If you’re new to Wi-Fi you may have a similar story to me. I wanted to share how I decided to specialize in it.
A slight long read, but I’m sure many readers can resonate with similar issues they’ve experienced.
The main takeaways for me when I look back at the last few years I’ve been working on and improving my knowledge in Wi-Fi:
- We fear what we do not know
- When it’s reported as a Wi-Fi issue, it isn’t always (and most of the time it isn’t either)…as Wi-Fi engineers, we have to prove it isn’t and identify what the root cause of the issue is
- Everyone other than a network guy says “The network” is always to blame. And hey sometimes it is…
- You can find your passion when you work on something you know nothing about
Working for my employer, I take care of all things considered “Network”; Routing, Switching, Security, Data Center and Wi-Fi.
I’ve always been strong in Routing, Switching, Security and ‘OK’ with Data Center but a novice at Wi-Fi.
The best I could do with Wi-Fi is configure an AP on a Controller (assign a mode, AP group, etc).
To be honest at that point, like most Network Engineer’s, that’s really how I wanted to keep it. I wanted to be “the guy” who was an expert in Route/Switch, Data Center and Cloud (AWS/Azure). Wi-Fi was an afterthought in my mind and I really didn’t want to work with it unless I had to. Mostly down to the fact that I feared it.
I didn’t really understand it (the RF or 802.11 parts).
What is signal strength?
What is RSSI?
What is SNR?
What is an AP that is spec’d at 2×2:2 or 3×3:3?
What metrics are considered “good” for client connectivity
…I had no clue.
In early 2016, I came in to work one morning and I was the first one in.
A Sev 1 ticket was in our queue and I was told to look at it right away.
The Wi-Fi in one of our Warehouses was “down”.
Checking the basics, I confirmed the controllers were up, AP’s were registered and clients were connected. I then asked the Warehouse what the exact problem was. They explained in frustration the “Wi-Fi keeps disconnecting all our devices and they don’t connect again”. In this case they were referring to their barcode handhelds and voice picking devices. My immediate question was, has anything changed and of course their response was “No! nothing has changed whatsoever.”

**ACTIONS TO TAKE**
1/ According to the Wi-Fi post, which devices did the Warehouse say kept disconnecting?
2/ Translate this sentence from the Wi-Fi post into Spanish: "A Sev 1 ticket was in our queue and I was told to look at it right away."
3/ Repeat the part of the Wi-Fi post that begins at the words "The best I could" and stops after "What is RSSI?".
These records come from a separate source and are not part of the Wi-Fi post.

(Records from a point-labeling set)
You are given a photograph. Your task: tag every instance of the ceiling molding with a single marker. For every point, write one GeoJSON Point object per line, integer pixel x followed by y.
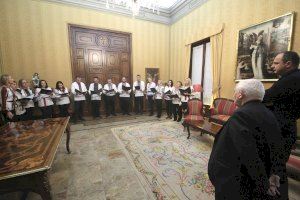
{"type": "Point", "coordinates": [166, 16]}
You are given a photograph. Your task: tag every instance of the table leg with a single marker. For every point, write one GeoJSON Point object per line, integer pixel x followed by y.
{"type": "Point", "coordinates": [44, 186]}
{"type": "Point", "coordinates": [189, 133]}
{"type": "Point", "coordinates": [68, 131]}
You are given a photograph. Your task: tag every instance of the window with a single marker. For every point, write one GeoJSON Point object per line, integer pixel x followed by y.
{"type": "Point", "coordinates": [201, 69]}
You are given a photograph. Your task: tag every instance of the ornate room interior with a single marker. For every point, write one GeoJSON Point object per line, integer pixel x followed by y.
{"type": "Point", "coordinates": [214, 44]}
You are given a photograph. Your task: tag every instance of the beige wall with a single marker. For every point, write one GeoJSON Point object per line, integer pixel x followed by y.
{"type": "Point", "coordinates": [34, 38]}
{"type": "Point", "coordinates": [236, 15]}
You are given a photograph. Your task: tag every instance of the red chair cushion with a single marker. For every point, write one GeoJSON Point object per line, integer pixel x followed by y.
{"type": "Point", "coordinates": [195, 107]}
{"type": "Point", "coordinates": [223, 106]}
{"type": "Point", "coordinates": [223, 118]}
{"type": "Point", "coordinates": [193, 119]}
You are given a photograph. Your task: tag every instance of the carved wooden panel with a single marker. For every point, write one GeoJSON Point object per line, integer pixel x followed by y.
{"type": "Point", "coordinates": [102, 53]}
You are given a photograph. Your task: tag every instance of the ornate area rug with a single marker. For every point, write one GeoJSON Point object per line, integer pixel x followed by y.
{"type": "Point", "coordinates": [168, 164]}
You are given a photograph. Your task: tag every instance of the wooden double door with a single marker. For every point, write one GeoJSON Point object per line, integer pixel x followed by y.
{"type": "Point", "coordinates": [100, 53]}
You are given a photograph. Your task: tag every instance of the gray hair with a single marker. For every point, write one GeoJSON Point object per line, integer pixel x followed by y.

---

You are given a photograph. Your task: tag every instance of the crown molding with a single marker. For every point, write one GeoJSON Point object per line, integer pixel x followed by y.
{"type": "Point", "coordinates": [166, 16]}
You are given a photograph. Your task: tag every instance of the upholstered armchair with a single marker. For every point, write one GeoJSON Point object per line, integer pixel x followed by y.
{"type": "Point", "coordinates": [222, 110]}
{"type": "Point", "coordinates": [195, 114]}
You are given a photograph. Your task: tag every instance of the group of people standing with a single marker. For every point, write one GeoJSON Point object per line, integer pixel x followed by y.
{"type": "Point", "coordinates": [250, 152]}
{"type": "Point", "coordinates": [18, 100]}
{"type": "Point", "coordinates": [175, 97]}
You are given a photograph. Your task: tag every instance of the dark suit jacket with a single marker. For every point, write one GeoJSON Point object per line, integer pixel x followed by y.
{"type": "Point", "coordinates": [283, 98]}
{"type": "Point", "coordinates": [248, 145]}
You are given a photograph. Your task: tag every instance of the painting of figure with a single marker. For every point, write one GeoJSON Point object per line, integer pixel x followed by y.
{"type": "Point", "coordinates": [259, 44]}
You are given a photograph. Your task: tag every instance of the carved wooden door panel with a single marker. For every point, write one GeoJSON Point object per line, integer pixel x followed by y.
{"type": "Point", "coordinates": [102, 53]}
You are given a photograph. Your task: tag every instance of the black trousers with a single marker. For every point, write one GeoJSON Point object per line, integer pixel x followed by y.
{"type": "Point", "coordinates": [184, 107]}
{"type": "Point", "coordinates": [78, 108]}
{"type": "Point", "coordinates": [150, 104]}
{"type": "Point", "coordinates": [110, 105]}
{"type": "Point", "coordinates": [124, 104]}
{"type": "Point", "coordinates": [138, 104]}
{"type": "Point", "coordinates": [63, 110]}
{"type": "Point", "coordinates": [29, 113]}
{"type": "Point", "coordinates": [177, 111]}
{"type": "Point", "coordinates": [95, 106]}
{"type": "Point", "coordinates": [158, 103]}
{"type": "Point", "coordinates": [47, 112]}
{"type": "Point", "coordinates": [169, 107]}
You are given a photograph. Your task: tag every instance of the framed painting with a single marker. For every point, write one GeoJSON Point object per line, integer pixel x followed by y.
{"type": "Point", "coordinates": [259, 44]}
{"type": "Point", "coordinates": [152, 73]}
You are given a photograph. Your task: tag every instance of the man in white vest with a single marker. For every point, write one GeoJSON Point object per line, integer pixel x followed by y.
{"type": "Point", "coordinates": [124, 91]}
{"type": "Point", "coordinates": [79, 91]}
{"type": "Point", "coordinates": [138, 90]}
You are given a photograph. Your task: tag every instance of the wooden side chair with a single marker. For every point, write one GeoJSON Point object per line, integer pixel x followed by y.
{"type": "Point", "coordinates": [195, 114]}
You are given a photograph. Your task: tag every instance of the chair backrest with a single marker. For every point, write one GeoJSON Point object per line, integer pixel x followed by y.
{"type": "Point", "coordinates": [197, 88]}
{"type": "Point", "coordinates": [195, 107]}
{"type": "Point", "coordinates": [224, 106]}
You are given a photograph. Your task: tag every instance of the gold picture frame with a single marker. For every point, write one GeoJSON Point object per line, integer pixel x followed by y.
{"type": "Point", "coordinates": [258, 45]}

--

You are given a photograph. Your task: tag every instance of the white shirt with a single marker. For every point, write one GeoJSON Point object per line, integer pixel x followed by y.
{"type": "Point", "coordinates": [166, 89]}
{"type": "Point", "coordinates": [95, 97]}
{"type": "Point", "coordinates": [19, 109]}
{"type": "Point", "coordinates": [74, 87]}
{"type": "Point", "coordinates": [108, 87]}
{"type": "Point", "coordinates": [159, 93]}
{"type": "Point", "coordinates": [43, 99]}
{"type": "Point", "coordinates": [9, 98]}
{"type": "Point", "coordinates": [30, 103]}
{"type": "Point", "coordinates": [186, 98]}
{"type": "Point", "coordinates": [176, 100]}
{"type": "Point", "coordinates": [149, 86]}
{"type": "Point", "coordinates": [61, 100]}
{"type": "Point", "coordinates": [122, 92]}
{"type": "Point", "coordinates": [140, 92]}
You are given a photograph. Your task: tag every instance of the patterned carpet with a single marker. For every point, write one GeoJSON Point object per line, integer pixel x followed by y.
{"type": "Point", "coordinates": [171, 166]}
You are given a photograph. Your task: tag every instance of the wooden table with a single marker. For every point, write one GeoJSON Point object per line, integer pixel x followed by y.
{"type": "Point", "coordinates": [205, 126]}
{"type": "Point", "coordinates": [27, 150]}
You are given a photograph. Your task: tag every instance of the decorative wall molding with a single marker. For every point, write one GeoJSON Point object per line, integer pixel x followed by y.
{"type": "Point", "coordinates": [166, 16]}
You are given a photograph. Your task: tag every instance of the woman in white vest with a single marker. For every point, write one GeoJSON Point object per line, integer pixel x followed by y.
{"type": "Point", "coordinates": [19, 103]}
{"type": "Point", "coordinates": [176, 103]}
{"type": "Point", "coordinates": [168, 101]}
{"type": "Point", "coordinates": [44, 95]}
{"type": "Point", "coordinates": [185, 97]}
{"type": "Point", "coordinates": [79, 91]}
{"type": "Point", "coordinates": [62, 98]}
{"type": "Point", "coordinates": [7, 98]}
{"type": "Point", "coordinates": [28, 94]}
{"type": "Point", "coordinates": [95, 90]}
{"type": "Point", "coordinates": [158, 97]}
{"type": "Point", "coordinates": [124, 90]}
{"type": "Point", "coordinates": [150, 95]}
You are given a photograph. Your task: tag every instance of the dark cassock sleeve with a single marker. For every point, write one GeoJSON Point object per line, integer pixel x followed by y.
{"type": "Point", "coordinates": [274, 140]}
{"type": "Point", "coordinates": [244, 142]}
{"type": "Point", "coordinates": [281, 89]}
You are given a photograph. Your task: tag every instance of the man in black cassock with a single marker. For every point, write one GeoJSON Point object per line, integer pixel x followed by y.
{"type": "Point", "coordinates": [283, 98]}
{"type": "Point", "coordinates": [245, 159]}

**CORRECT ANSWERS**
1/ Their barcode handhelds and voice picking devices.

2/ Había un ticket Sev 1 en nuestra cola y me dijeron que lo revisara de inmediato.

3/
The best I could do with Wi-Fi is configure an AP on a Controller (assign a mode, AP group, etc).
To be honest at that point, like most Network Engineer’s, that’s really how I wanted to keep it. I wanted to be “the guy” who was an expert in Route/Switch, Data Center and Cloud (AWS/Azure). Wi-Fi was an afterthought in my mind and I really didn’t want to work with it unless I had to. Mostly down to the fact that I feared it.
I didn’t really understand it (the RF or 802.11 parts).
What is signal strength?
What is RSSI?